◆ **Data to examine**:
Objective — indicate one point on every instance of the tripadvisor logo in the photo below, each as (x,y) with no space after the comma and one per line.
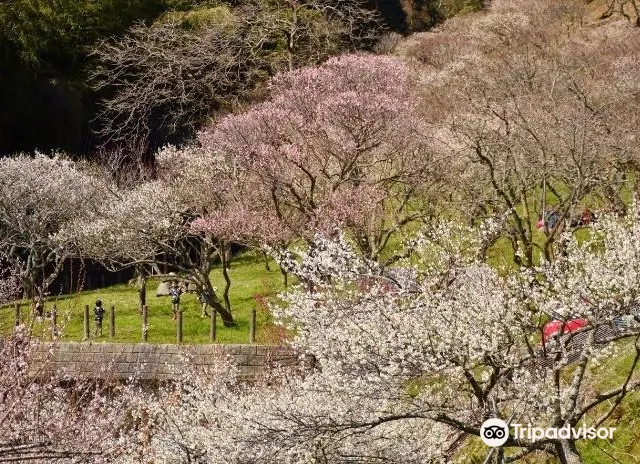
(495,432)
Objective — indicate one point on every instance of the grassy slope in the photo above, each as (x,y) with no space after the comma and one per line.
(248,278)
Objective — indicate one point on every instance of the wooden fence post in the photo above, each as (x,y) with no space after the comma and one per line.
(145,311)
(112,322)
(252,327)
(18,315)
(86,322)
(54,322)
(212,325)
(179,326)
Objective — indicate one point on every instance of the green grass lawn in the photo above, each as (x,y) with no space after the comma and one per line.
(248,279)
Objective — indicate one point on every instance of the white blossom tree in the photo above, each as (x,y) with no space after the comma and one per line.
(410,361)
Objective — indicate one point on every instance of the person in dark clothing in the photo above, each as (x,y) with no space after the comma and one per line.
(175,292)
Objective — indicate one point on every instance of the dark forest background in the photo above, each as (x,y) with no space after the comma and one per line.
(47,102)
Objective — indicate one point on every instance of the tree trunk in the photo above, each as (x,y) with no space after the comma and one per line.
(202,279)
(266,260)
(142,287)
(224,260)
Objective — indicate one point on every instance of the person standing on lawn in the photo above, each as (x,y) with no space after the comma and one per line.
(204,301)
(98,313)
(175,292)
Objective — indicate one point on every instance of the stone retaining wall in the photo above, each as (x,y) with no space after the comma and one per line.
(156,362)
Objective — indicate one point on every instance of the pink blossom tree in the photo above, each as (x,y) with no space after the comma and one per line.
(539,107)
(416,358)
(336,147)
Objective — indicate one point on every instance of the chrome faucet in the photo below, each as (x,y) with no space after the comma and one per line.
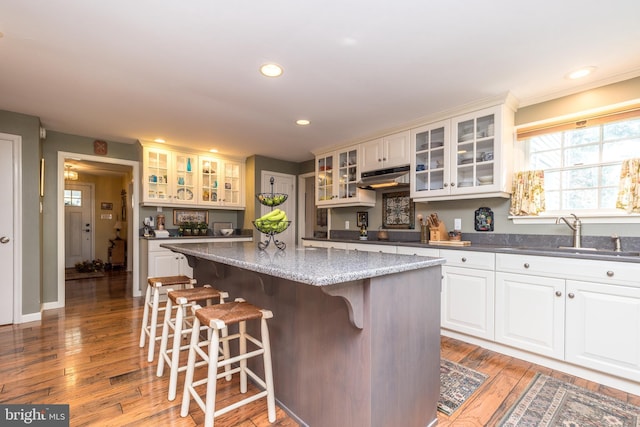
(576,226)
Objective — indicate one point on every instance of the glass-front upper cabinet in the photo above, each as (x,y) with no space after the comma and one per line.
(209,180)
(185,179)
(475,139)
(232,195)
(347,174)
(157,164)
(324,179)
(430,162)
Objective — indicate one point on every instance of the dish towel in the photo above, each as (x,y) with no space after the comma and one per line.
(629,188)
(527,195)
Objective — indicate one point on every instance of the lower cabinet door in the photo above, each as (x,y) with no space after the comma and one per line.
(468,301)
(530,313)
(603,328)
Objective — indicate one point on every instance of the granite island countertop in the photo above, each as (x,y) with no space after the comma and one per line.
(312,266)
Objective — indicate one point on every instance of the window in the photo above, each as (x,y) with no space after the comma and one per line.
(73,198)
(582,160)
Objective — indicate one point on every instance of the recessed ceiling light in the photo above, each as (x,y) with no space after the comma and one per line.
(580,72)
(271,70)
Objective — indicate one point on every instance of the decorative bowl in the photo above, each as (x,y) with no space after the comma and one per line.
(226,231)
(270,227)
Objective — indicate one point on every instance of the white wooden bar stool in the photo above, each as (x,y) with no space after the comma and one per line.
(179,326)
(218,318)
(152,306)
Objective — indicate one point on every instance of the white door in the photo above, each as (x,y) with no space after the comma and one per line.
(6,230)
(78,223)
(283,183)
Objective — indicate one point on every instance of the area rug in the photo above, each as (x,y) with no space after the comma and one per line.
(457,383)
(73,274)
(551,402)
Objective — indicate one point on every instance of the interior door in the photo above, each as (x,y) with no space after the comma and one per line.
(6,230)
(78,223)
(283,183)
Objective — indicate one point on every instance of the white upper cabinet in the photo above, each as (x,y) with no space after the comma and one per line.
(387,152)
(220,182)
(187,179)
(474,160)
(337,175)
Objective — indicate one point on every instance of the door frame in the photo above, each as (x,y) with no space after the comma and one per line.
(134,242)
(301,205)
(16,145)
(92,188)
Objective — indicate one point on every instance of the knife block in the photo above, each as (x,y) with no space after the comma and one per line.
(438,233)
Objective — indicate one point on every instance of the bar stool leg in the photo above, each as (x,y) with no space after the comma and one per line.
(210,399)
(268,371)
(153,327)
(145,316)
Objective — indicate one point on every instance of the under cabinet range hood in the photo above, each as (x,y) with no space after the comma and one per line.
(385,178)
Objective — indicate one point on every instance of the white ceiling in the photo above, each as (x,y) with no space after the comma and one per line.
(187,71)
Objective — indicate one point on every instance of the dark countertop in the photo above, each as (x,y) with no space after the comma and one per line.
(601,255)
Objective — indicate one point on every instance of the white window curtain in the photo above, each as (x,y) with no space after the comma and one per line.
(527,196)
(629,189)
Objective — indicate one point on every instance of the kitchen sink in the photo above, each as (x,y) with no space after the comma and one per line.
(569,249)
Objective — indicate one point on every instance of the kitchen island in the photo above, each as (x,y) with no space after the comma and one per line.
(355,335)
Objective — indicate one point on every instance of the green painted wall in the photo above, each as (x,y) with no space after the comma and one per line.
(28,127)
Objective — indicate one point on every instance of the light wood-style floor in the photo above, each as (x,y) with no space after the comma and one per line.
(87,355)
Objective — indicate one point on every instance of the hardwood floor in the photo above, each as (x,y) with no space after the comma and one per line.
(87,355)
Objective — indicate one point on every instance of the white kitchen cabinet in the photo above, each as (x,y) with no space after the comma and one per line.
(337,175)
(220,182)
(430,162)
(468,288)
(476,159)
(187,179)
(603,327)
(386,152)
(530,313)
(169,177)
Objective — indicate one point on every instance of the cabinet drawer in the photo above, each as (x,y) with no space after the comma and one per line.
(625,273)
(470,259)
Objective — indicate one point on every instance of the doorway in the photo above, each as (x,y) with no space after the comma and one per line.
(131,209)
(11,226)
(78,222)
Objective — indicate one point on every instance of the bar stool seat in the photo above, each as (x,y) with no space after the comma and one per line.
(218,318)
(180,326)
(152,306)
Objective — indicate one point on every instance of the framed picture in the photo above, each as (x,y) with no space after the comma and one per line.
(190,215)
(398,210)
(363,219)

◆ **Task prompt**:
A word-for-word copy of all the data is required, minus the pictures.

◆ **Response to this task**:
Objective — indicate one point on every instance of the tripadvisor logo in the photo below, each as (x,y) with no space after the comma and one per line.
(495,432)
Objective — indicate one point on every instance of the grassy slope in the photo above, each as (x,y) with no space after the comma and one per line.
(248,278)
Objective — indicate one point on every instance of the wooden fence post in the photo above, each as (x,y) with no space after the comma and one per line.
(145,311)
(112,322)
(252,327)
(18,315)
(86,322)
(54,322)
(212,325)
(179,326)
Objective — indicate one point on every instance of the green grass lawn in the photo above, each as (x,y) with no space after the comma and one per line.
(248,279)
Objective — indicate one point on every instance of the white blossom tree in the photo above, each as (x,y) with no space after the comma and one per line.
(410,361)
Objective — indicate one point on every instance of the person in dark clothing in the photo above, each as (x,y) with no space after the comma and one per line.
(175,292)
Objective — indicate one point on every instance of the dark forest background in the photo above, each as (x,y) with no space after the comma and one per line.
(47,102)
Objective — indicate one point on every instance of the tree trunk in the photo above, each as (x,y) with no space after the comma and one per line.
(202,279)
(266,260)
(142,287)
(224,260)
Objective — indicate one point on every instance of the person standing on lawn in the photo above, each as (x,y) with no space after the comma and one per line.
(204,301)
(98,313)
(175,292)
Objective — indicate one point on every instance of the stone retaining wall in the photo above, each as (x,y) with no space after the comma and one per line.
(156,362)
Objective — indicate one point on every instance of the pink blossom tree in the photo above, each as (x,y) with no space after the comma and one per line.
(539,107)
(416,358)
(336,147)
Objective — indicate one point on every instance of the chrome faucet in the photo below, each as (x,y) with no space after the comma and one per line.
(576,226)
Objective — indicate one point on every instance of the glass-front upper cabinet in the photo above, each as (x,y) with no space after the comma and one per line.
(209,180)
(185,179)
(475,139)
(232,195)
(347,174)
(157,164)
(324,179)
(430,162)
Objective — indicate one point on every instance of the dish towel in the photo above, each as (x,y) with no space after the comma and one per line.
(629,188)
(527,195)
Objective — indicate one point on every instance of the lower cabinet door in the photo above, each as (x,y) with no space after the comma and one per line.
(468,301)
(530,313)
(603,328)
Objective — indicate one point on every instance of the granite island countertop in the photo above, each as (x,y) with no space after the comma and one per line.
(312,266)
Objective — indicate one point on every instance of the window in the photo above, each as (x,y) with no space after the comma and one per line.
(73,198)
(582,160)
Objective — indicate one point on every instance of the recessed ceiling light in the photo above, each as (x,y) with no space after the comma and one per line.
(580,72)
(271,70)
Objective — indicate one point on every instance of the decorative bowl in the photo above, each as (x,y) with no space after the comma and one per line.
(226,231)
(270,227)
Objective — indicate one point on every instance of the white wooden bar stool in the photo above, each as (x,y) with no space after the comma and one per line.
(179,326)
(218,318)
(152,306)
Objective — indicate one point on every instance of the white door in the photo above, each as (x,y) with no space after the comma and one per line.
(6,230)
(78,223)
(283,183)
Objective — indicate one point on every instance of the area rug in the photo above, each as (x,y) with no space after the comma and one per line.
(457,383)
(73,274)
(551,402)
Objective — indicate one point on every instance of the interior door in the photo above, each as (x,y) with no space after the comma and one per line.
(6,230)
(78,223)
(283,183)
Objective — indicate one point on every instance of the white upper cabinet in the photo above, each as (x,y) with no space after the comma and one per line.
(387,152)
(220,182)
(187,179)
(474,160)
(337,175)
Objective — indicate one point on every instance of the door frame in the photo above, each as (x,y) with no space after the comma and one per line.
(134,242)
(301,205)
(16,145)
(92,188)
Objective — indicate one point on every instance of the knife block in the photo above, each as (x,y) with no space after the comma and one per line.
(438,233)
Objective — indicate one point on every instance of the bar stool leg in the photo above, each as (x,y) with no space after the comma and one per line.
(210,399)
(268,371)
(153,327)
(145,316)
Objective — indicate one point on every instance of the under cabinet range hood in the photo above, each as (x,y) with no space after the comma and one per line.
(385,178)
Objective — indicate one point on every instance of the white ceiling in the photo above, each as (x,y) with no space after the comma and one per line.
(187,71)
Objective — indicate one point on every instance of the dark countertop in the photo above, each as (x,y) with no space after the comma and one per line.
(601,255)
Objective — indicate one point on every instance of the white window curtain in the photo above, each as (x,y) with no space after the comma and one per line.
(527,196)
(629,189)
Objective — indicate one point on every instance of the kitchen sink in the photo above, each as (x,y) with no space after the comma and one per line.
(569,249)
Objective — indicate one point on every instance of the kitchen island in the photo above, each as (x,y) with no space after the comma and one per line.
(355,335)
Objective — indicate one point on every instance of the green painted wall in the photo above, each as (x,y) with no space after the comma and one per line.
(28,127)
Objective — indicate one point on every instance of the light wood-style floor in the photo above, each as (x,y) with no space after the comma and one per line.
(87,355)
Objective — indicate one point on every instance of the hardwood floor in the photo above, each as (x,y) with no space after the comma and one per line.
(87,355)
Objective — indicate one point on every instance of the white kitchen cabinet in the photo above, each as (x,y) with no space after the comma and one per line.
(337,175)
(220,182)
(430,162)
(468,288)
(476,159)
(187,179)
(603,327)
(386,152)
(530,313)
(169,177)
Objective — indicate one point on every instance of the cabinet drawer in the photo above, each as (x,y) with no space after the comma and one per line.
(625,273)
(470,259)
Objective — indicate one point on every instance of the doorway in the photo above, each as (x,y) with no space after the comma and one per line.
(131,209)
(11,226)
(78,222)
Objective — indicate one point on every instance of the bar stool seat in the photo above, each as (x,y) with no space after the comma and one per line.
(218,318)
(180,326)
(152,306)
Objective — indicate one point on every instance of the framed picture in the photo above, each as (x,y) with no space after the comma and one per line.
(190,215)
(398,210)
(363,219)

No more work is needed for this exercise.